━━━ TESTO FORNITO
Agli agenti non spetta l’indennità suppletiva se accedono alla pensione anticipata

21 Luglio 2023

La Corte di Cassazione ha recentemente stabilito che all’agente che accede alla pensione anticipata di vecchiaia non spetta l’indennità suppletiva in quanto tale ipotesi non è ricompresa tra le eccezioni di cui all’articolo 1751 c.c. che consentono all’agente che receda dal rapporto e di ottenere tale indennità.

La Corte di Cassazione, con ordinanza n. 17235 del 2023, ha confermato che l’indennità di cessazione del rapporto ex articolo 1751 del Codice Civile non è dovuta se l'agente recede dal contratto per accedere alla pensione anticipata di vecchiaia.

Sul tema occorre premettere che l’articolo 1751 c.c. prevede, infatti, che l'indennità di cessazione non è dovuta in caso di recesso da parte dell'agente, salve le ipotesi di recesso giustificato da circostanze attribuibili al preponente o da circostanze attribuibili all'agente per le quali non può, tuttavia, più essergli ragionevolmente chiesta la prosecuzione dell'attività, quali età, infermità o malattia.

Il caso esaminato dalla Corte prende le mosse proprio dall’impugnazione di una sentenza di secondo grado da parte di un agente che, dimessosi dopo aver maturato il diritto alla pensione anticipata di vecchiaia, pretendeva il pagamento dell'indennità suppletiva di clientela.

La Corte d'Appello aveva rigettato le pretese dell'agente sulla base del testo dell’articolo 1751 del codice civile, evidenziando, altresì, che anche l’Accordo economico collettivo Commercio del 2009, applicato al rapporto, riconoscevano il diritto all'indennità suppletiva solo in caso di recesso dell'agente che accede alla pensione di vecchiaia, e non anche alla pensione anticipata.

L'agente, di contro, sosteneva, che la pensione anticipata di vecchiaia doveva considerarsi rientrante nelle eccezioni di cui all'articolo 1751 c.c., trattandosi di un istituto finalizzato ad anticipare l'età anagrafica pensionabile in presenza di una considerevole anzianità contributiva.

La Corte di Cassazione, però, confermava la sentenza di secondo grado, chiarendo che l'utilizzo del termine "età" nell'articolo 1751 codice civile, accanto a quelli di "infermità" e "malattia", rende evidente la ratio legis finalizzata a limitare il diritto all'indennità alle sole ipotesi caratterizzate da impedimento assoluto dell'attività, che giustifichi il recesso che non può, pertanto, che riferirsi al concetto di raggiunti limiti di età per il pensionamento di vecchiaia.

Quanto, infine, all’eccezione mossa dall’agente rispetto all’applicabilità dell’ AEC - l'agente, infatti, sosteneva che l’AEC Commercio 2009 non prevedeva il riconoscimento dell'indennità perché l’istituto era stato introdotto nel 2011; quindi, la Corte avrebbe dovuto interpretare la norma tenendo conto del fatto che nel 2017, preso atto dell'introduzione dell'istituto della pensione anticipata, è stato introdotto il diritto all’indennità anche in tale ipotesi – la Corte ha rilevato che la circostanza per cui le parti sociali nel 2017 abbiano espressamente esteso il diritto all'indennità anche in caso di accesso alla pensione anticipata depone logicamente in senso opposto a quanto preteso dall'agente, confermando la differente volontà precedente.
━━━━━━
━━━ INFORMAZIONI ESTRATTE
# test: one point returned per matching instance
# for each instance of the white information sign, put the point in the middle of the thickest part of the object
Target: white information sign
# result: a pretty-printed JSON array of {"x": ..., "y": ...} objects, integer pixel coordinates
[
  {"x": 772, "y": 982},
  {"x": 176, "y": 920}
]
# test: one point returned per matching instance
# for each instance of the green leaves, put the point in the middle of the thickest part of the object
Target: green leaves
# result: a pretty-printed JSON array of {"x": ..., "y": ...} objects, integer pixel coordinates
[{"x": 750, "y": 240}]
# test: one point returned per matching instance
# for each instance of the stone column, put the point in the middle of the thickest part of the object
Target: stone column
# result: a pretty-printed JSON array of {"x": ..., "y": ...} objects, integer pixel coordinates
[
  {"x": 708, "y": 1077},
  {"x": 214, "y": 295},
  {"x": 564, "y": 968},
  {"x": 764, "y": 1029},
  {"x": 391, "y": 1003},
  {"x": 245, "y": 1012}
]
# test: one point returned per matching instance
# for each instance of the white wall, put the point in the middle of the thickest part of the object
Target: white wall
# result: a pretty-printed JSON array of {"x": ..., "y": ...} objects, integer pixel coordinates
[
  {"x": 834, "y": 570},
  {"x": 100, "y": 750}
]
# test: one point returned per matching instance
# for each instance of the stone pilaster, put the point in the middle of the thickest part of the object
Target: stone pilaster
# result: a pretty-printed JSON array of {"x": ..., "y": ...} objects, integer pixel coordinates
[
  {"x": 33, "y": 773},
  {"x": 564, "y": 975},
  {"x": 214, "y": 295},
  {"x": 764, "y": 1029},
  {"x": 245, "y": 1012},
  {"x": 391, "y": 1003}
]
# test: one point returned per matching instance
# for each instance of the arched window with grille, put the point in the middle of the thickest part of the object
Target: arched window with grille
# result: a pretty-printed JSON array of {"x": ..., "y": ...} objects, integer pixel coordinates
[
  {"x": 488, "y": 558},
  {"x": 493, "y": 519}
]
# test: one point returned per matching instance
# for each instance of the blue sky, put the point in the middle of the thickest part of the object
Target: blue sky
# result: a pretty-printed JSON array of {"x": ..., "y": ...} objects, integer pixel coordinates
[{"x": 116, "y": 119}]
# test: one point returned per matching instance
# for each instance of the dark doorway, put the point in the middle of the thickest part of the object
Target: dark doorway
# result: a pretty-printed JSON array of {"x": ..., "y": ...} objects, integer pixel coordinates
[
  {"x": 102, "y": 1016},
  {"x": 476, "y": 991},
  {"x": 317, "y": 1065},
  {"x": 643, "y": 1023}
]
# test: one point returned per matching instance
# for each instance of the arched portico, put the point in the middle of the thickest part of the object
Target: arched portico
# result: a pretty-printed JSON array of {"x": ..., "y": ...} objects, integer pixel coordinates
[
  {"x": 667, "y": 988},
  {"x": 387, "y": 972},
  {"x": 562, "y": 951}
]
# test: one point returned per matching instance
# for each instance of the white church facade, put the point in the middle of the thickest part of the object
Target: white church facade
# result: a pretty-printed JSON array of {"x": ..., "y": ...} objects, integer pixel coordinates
━━━━━━
# [ISTRUZIONI DEL COMPITO]
Riporti il passo del testo sull'indennità suppletiva degli agenti da "Quanto, infine, all’eccezione" a "differente volontà precedente.", sostituendo "parti sociali" con "associazioni di categoria".

# [RISPOSTA]
Quanto, infine, all’eccezione mossa dall’agente rispetto all’applicabilità dell’ AEC - l'agente, infatti, sosteneva che l’AEC Commercio 2009 non prevedeva il riconoscimento dell'indennità perché l’istituto era stato introdotto nel 2011; quindi, la Corte avrebbe dovuto interpretare la norma tenendo conto del fatto che nel 2017, preso atto dell'introduzione dell'istituto della pensione anticipata, è stato introdotto il diritto all’indennità anche in tale ipotesi – la Corte ha rilevato che la circostanza per cui le associazioni di categoria nel 2017 abbiano espressamente esteso il diritto all'indennità anche in caso di accesso alla pensione anticipata depone logicamente in senso opposto a quanto preteso dall'agente, confermando la differente volontà precedente.